● Tasks for this exercise
(1) Reproduce everything in the forum thread from "Re: st: RE: How" down to "with overlapping periods.".
(2) Answer these questions about the forum thread:
(a) According to Steve, what is wrongly assumed about the peak day for fires?
(b) What does Daniel Mueller ignore for the sake of simplicity?
(c) What is the title of Stata tip 36?

● Passage given
Re: st: RE: How to define shortest possible period with 95% of observations

[Steve Samuels <sjsamuels@gmail.com>]

What you are asking is not only contrary to Nick's recommendation
(and, now, mine), it is a mistake. You are assuming that the peak day
for fires occurs exactly in the middle of a "fire year".  Of course
the  peak days will differ from year to year, and you will wind up
with overlapping periods.

Steve



On Wed, May 12, 2010 at 3:13 PM, Nick Cox <n.j.cox@durham.ac.uk> wrote:
> What you outline is not what I was recommending. It's an awkward
> half-way house.
>
> But in terms of your new question, see
>
> SJ-6-4  dm0025  . . . . . . . . . .  Stata tip 36: Which observations?
> Erratum
>        . . . . . . . . . . . . . . . . . . . . . . . . . . . . . .  N.
> J. Cox
>        Q4/06   SJ 6(4):596                              (no commands)
>        correction of example code for Stata tip 36
>
> SJ-6-3  dm0025  . . . . . . . . . . . . . .  Stata tip 36: Which
> observations?
>        . . . . . . . . . . . . . . . . . . . . . . . . . . . . . .  N.
> J. Cox
>        Q3/06   SJ 6(3):430--432                                 (no
> commands)
>        tip for identifying which observations satisfy some
>        specified condition
>
> Nick
> n.j.cox@durham.ac.uk
>
> Daniel Mueller
>
> Thanks.
>
> In the code below I did my best to think in fire years by defining the
> peak fire day (these are always unique) as the middle of the year. Then
> I'd like to place the maximum into a local macro (where I fail miserably
>
> in line 2 as Steve rightly pointed out):
>
> qui su no_fire_day
> loc yearstart = Day[r(max)] - 183
> loc yearend = `yearstart' + 365
>
> My simple question is how I can place the Day where no_fires_day =
> r(max) into a local macro?
>
> (I ignore leap years for the sake of simplicity..)
>
>
> Nick Cox wrote on 5/12/2010 10:44 PM:
>> Without looking at this in detail, it seems to me that you might
> benefit
>> from thinking in terms of fire years, rather than calendar years,
>> starting on some day other than January 1.  After all, all sorts of
>> different sciences, not to mention religions, have years that don't
>> coincide with conventional Western calendar years: fiscal years, water
>> years, academic years, etc., etc.

● Dataset rows
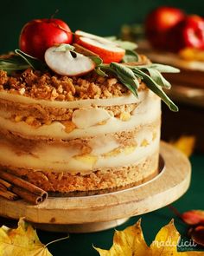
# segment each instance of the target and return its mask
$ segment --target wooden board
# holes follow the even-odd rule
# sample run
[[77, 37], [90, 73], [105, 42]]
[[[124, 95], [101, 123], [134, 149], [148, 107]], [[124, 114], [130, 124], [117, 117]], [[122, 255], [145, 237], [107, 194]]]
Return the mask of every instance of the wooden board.
[[161, 156], [163, 170], [143, 185], [101, 195], [48, 198], [38, 206], [1, 198], [0, 215], [25, 217], [51, 231], [94, 232], [118, 226], [131, 216], [161, 208], [187, 191], [191, 174], [188, 158], [164, 142], [161, 142]]

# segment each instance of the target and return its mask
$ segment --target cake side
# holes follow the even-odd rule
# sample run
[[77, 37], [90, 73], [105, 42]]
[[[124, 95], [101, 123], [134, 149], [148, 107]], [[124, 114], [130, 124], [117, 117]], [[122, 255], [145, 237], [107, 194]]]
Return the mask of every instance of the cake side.
[[114, 93], [74, 101], [2, 89], [1, 168], [61, 193], [117, 189], [156, 175], [160, 98], [143, 82], [138, 98], [121, 93], [116, 78], [103, 82]]

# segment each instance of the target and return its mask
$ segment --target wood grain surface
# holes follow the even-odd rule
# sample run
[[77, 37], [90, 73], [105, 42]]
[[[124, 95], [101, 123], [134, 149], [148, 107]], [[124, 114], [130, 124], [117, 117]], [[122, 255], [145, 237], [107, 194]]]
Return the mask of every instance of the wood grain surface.
[[161, 156], [163, 170], [141, 186], [101, 195], [48, 198], [38, 206], [0, 198], [0, 215], [25, 217], [38, 227], [51, 231], [81, 233], [112, 227], [131, 216], [161, 208], [187, 191], [191, 174], [188, 160], [164, 142], [161, 142]]

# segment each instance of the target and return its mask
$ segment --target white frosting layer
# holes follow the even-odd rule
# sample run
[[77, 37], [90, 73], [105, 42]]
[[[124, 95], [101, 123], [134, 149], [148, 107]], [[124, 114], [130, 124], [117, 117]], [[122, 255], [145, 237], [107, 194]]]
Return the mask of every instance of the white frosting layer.
[[[92, 109], [92, 112], [90, 111]], [[155, 121], [161, 115], [161, 100], [150, 91], [146, 92], [145, 98], [141, 102], [137, 108], [131, 113], [129, 121], [122, 121], [118, 118], [110, 116], [108, 112], [105, 113], [104, 109], [100, 109], [100, 115], [96, 113], [95, 108], [89, 108], [90, 119], [86, 116], [85, 118], [85, 128], [80, 125], [80, 128], [74, 128], [70, 133], [66, 132], [66, 127], [59, 121], [54, 121], [49, 125], [42, 125], [40, 128], [34, 128], [24, 121], [15, 122], [10, 119], [3, 117], [0, 113], [0, 127], [3, 129], [15, 132], [20, 135], [26, 136], [41, 136], [54, 139], [74, 139], [89, 136], [102, 135], [104, 134], [117, 133], [125, 130], [133, 129], [141, 125], [146, 125]], [[98, 108], [99, 110], [99, 108]], [[79, 111], [79, 110], [75, 110]], [[73, 112], [74, 115], [74, 112]], [[103, 116], [102, 116], [103, 115]], [[104, 123], [96, 124], [98, 121], [105, 120]], [[108, 118], [108, 119], [107, 119]], [[96, 120], [95, 120], [96, 119]], [[107, 119], [107, 120], [106, 120]], [[89, 125], [86, 125], [86, 121], [94, 120], [89, 121]], [[79, 120], [77, 124], [79, 125]]]
[[[138, 141], [143, 138], [145, 138], [143, 133], [141, 135], [140, 134], [137, 135]], [[153, 139], [152, 135], [151, 138], [147, 137], [148, 144], [146, 146], [128, 146], [119, 152], [106, 155], [97, 154], [94, 149], [89, 154], [79, 155], [79, 148], [71, 149], [62, 146], [56, 147], [46, 144], [40, 149], [22, 154], [15, 152], [10, 145], [1, 143], [0, 162], [4, 166], [15, 166], [36, 171], [48, 170], [86, 174], [97, 168], [137, 164], [141, 159], [146, 158], [158, 150], [159, 140], [158, 131], [156, 138]], [[107, 148], [107, 150], [109, 149]]]
[[58, 101], [46, 101], [36, 100], [34, 98], [13, 95], [6, 91], [0, 91], [0, 99], [10, 101], [16, 103], [34, 105], [38, 104], [42, 107], [59, 108], [89, 108], [92, 106], [114, 106], [138, 103], [143, 101], [146, 95], [153, 94], [151, 91], [140, 91], [138, 92], [138, 98], [136, 98], [132, 94], [126, 96], [112, 97], [110, 99], [86, 99], [73, 102], [58, 102]]

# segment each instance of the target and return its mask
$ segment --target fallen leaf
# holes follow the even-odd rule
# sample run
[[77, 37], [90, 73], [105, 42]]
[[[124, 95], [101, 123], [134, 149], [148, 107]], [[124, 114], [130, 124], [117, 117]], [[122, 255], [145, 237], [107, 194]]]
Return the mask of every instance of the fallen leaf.
[[195, 137], [182, 136], [177, 141], [172, 141], [171, 144], [189, 157], [194, 151]]
[[203, 256], [203, 252], [177, 252], [180, 233], [174, 221], [161, 228], [155, 240], [148, 246], [143, 235], [140, 220], [124, 231], [116, 231], [110, 250], [94, 247], [100, 256]]
[[36, 231], [23, 219], [16, 229], [0, 227], [0, 256], [52, 256]]
[[204, 246], [204, 226], [191, 227], [188, 235], [196, 244]]
[[182, 220], [188, 225], [204, 225], [204, 211], [191, 210], [181, 214]]

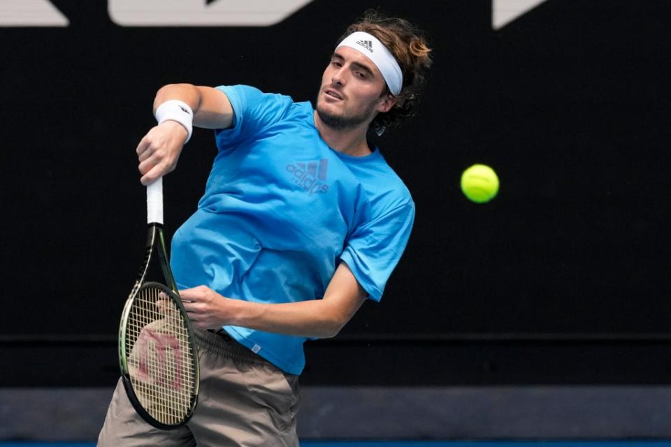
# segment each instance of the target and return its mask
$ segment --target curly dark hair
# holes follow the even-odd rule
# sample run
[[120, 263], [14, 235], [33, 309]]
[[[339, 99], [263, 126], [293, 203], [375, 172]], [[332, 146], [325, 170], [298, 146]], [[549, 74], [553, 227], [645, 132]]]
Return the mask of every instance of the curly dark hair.
[[[431, 66], [431, 52], [423, 33], [405, 19], [391, 17], [377, 10], [369, 10], [355, 23], [349, 25], [338, 42], [355, 31], [375, 36], [386, 46], [401, 66], [403, 85], [396, 96], [396, 102], [389, 111], [378, 113], [370, 124], [381, 133], [396, 127], [416, 113], [419, 96], [426, 82], [426, 71]], [[389, 88], [386, 91], [391, 94]]]

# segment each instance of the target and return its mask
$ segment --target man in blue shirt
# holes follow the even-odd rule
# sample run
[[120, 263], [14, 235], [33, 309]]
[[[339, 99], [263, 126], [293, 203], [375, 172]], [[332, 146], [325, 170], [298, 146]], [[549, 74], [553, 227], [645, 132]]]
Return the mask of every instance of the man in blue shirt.
[[201, 397], [166, 434], [117, 388], [99, 445], [298, 445], [303, 342], [379, 301], [410, 236], [410, 192], [366, 133], [412, 114], [429, 52], [410, 24], [371, 13], [339, 41], [315, 109], [243, 85], [158, 91], [159, 124], [137, 148], [143, 184], [174, 169], [194, 126], [218, 149], [171, 251], [199, 330]]

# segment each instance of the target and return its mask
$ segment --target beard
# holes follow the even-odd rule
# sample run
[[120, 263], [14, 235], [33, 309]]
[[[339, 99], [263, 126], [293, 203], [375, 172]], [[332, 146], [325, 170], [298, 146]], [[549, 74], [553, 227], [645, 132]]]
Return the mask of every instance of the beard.
[[327, 112], [323, 108], [319, 107], [319, 100], [317, 100], [317, 114], [322, 122], [331, 129], [338, 130], [352, 129], [361, 123], [366, 122], [370, 119], [375, 106], [373, 103], [358, 115], [347, 115], [345, 113], [336, 114]]

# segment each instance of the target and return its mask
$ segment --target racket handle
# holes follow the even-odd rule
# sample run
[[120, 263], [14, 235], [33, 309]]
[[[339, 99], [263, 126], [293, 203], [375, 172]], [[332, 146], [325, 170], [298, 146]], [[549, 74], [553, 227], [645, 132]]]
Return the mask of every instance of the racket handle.
[[163, 177], [147, 185], [147, 223], [163, 225]]

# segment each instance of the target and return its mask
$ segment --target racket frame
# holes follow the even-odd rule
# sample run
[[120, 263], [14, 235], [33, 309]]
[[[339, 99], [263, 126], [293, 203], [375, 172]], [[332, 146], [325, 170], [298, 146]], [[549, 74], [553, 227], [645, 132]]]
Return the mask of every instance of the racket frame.
[[[161, 179], [159, 179], [159, 181]], [[149, 196], [149, 189], [147, 189], [147, 196]], [[161, 195], [162, 196], [162, 191]], [[187, 422], [188, 422], [188, 420], [194, 414], [194, 411], [196, 409], [196, 405], [198, 403], [199, 385], [200, 382], [200, 368], [199, 366], [198, 351], [195, 342], [195, 332], [193, 325], [191, 323], [191, 320], [187, 316], [187, 312], [184, 308], [184, 305], [182, 304], [182, 300], [179, 299], [179, 292], [178, 291], [177, 284], [175, 281], [173, 272], [170, 269], [170, 263], [168, 259], [167, 250], [166, 249], [165, 237], [163, 233], [162, 209], [160, 210], [160, 219], [155, 219], [152, 215], [152, 212], [151, 210], [151, 206], [150, 206], [150, 210], [148, 211], [149, 223], [147, 233], [147, 244], [145, 251], [144, 261], [143, 261], [142, 266], [140, 269], [140, 272], [138, 274], [138, 277], [135, 281], [135, 284], [134, 285], [133, 288], [131, 290], [131, 293], [129, 295], [128, 298], [126, 300], [126, 304], [124, 306], [124, 310], [122, 313], [121, 322], [119, 325], [119, 366], [121, 370], [122, 381], [124, 383], [124, 388], [126, 389], [126, 393], [128, 395], [129, 400], [131, 402], [131, 404], [133, 405], [133, 407], [135, 409], [136, 411], [137, 411], [138, 414], [139, 414], [143, 419], [146, 420], [152, 426], [160, 430], [169, 430], [178, 428], [179, 427], [184, 425], [185, 423], [187, 423]], [[184, 317], [184, 322], [189, 334], [189, 337], [188, 337], [189, 349], [191, 349], [194, 355], [194, 392], [192, 393], [192, 395], [191, 402], [189, 402], [190, 411], [182, 422], [174, 425], [168, 425], [157, 420], [142, 406], [139, 398], [133, 388], [132, 383], [131, 382], [127, 356], [127, 353], [129, 353], [129, 350], [127, 349], [128, 347], [128, 340], [127, 339], [126, 337], [126, 330], [129, 315], [131, 309], [133, 307], [134, 302], [135, 301], [138, 292], [145, 284], [147, 284], [145, 281], [145, 279], [149, 271], [150, 265], [151, 265], [153, 262], [155, 262], [154, 261], [155, 256], [158, 256], [159, 264], [161, 266], [161, 270], [163, 272], [163, 275], [166, 279], [166, 282], [168, 283], [166, 284], [166, 286], [174, 292], [173, 295], [175, 296], [170, 296], [170, 300], [175, 304], [177, 307], [179, 309], [179, 312]], [[175, 296], [177, 297], [177, 299], [175, 299]]]

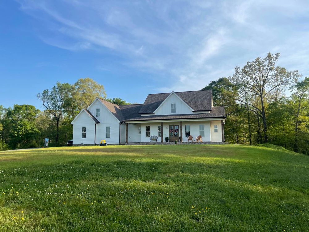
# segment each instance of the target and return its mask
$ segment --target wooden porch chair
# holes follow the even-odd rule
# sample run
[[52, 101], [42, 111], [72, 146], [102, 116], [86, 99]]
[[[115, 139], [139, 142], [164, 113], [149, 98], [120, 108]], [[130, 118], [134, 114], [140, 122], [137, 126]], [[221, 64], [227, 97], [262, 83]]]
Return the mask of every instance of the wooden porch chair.
[[201, 143], [203, 142], [202, 141], [202, 136], [201, 135], [199, 135], [198, 137], [195, 137], [195, 138], [196, 139], [196, 142], [197, 143], [198, 143], [199, 141]]
[[191, 140], [191, 142], [193, 142], [193, 138], [192, 138], [192, 135], [190, 135], [188, 137], [188, 142], [190, 142], [190, 140]]

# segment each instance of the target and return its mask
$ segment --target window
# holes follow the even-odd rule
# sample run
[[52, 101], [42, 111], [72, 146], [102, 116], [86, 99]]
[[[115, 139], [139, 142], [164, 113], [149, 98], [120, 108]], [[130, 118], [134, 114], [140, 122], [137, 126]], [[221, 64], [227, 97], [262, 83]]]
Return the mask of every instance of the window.
[[106, 127], [106, 138], [111, 137], [111, 127]]
[[203, 137], [205, 136], [204, 124], [201, 124], [200, 125], [200, 135]]
[[100, 117], [100, 109], [95, 109], [95, 117]]
[[172, 103], [171, 104], [171, 112], [176, 113], [176, 103]]
[[186, 137], [188, 137], [190, 136], [190, 125], [186, 125], [185, 127], [186, 130]]
[[146, 137], [149, 138], [150, 137], [150, 126], [146, 126]]
[[86, 127], [82, 127], [82, 138], [84, 139], [86, 137]]

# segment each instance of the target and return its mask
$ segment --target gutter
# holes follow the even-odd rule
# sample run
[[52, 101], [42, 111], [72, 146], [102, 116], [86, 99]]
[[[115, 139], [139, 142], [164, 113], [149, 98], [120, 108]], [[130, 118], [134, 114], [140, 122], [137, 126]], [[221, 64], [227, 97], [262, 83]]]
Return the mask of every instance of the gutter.
[[121, 122], [119, 124], [119, 145], [120, 144], [120, 125], [122, 124], [123, 122]]
[[95, 146], [96, 144], [95, 144], [95, 134], [96, 133], [95, 133], [96, 129], [96, 124], [99, 123], [99, 122], [96, 122], [95, 124]]

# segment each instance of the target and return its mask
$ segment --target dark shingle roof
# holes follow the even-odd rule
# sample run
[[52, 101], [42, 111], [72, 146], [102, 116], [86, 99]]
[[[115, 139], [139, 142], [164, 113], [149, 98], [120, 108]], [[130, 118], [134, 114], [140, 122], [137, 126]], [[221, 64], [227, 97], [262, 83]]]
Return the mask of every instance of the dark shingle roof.
[[122, 121], [125, 119], [121, 112], [121, 110], [120, 110], [118, 105], [111, 103], [99, 97], [98, 97], [98, 99], [104, 104], [107, 109], [109, 110], [112, 113], [114, 114], [120, 121]]
[[98, 119], [97, 119], [96, 118], [95, 118], [95, 117], [92, 114], [90, 113], [90, 111], [89, 110], [87, 110], [87, 109], [84, 109], [84, 110], [85, 110], [85, 111], [86, 111], [86, 113], [87, 113], [88, 114], [89, 114], [89, 116], [91, 117], [91, 118], [92, 118], [94, 120], [95, 122], [96, 122], [97, 123], [100, 123], [100, 122], [99, 121], [99, 120], [98, 120]]
[[[211, 110], [211, 90], [176, 92], [175, 93], [193, 111]], [[151, 114], [165, 100], [170, 93], [149, 94], [139, 112]]]
[[139, 116], [138, 112], [142, 105], [142, 104], [120, 105], [119, 107], [125, 120]]
[[225, 118], [224, 106], [211, 107], [210, 113], [190, 114], [169, 114], [149, 116], [139, 116], [125, 120], [125, 121], [147, 121], [148, 120], [167, 120], [193, 118]]

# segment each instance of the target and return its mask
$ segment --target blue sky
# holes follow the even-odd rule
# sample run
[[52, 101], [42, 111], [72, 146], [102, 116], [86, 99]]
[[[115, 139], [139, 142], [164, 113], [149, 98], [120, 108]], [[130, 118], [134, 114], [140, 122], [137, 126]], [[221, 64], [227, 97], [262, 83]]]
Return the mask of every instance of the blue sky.
[[[308, 1], [17, 0], [0, 4], [0, 105], [89, 77], [108, 97], [200, 90], [267, 52], [309, 76]], [[41, 108], [41, 109], [43, 109]]]

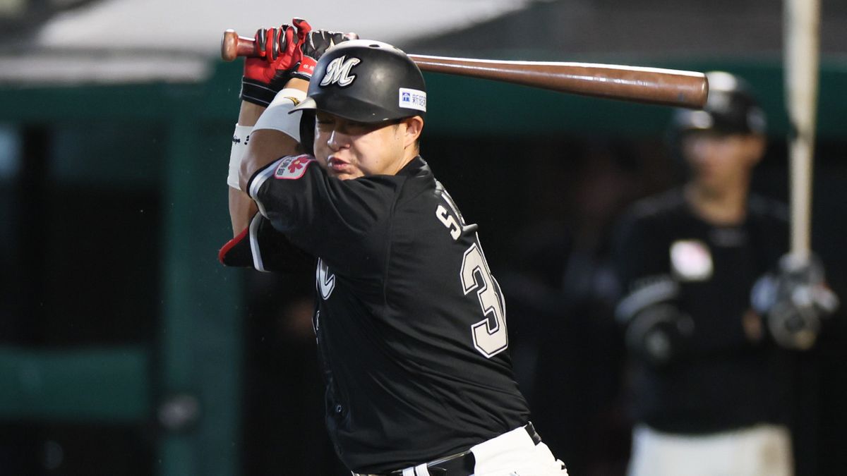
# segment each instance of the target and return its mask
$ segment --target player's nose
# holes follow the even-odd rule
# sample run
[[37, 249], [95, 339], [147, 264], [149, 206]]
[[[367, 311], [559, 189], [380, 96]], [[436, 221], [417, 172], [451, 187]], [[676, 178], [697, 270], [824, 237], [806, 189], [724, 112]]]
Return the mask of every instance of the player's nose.
[[330, 149], [337, 151], [349, 145], [349, 141], [350, 137], [346, 134], [334, 130], [329, 134], [329, 137], [326, 140], [326, 145], [329, 146]]

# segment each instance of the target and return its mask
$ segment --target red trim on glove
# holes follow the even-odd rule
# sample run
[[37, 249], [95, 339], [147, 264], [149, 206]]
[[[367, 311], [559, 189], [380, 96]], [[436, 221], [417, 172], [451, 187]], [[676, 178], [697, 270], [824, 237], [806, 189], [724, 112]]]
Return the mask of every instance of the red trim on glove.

● Solution list
(1)
Re: st: RE: How to define shortest possible period with 95% of observations

[Steve Samuels <sjsamuels@gmail.com>]

What you are asking is not only contrary to Nick's recommendation
(and, now, mine), it is a mistake. You are assuming that the peak day
for fires occurs exactly in the middle of a "fire year".  Of course
the  peak days will differ from year to year, and you will wind up
with overlapping periods.

(2)
(a) That it occurs exactly in the middle of a "fire year."
(b) Leap years.
(c) "Which observations?"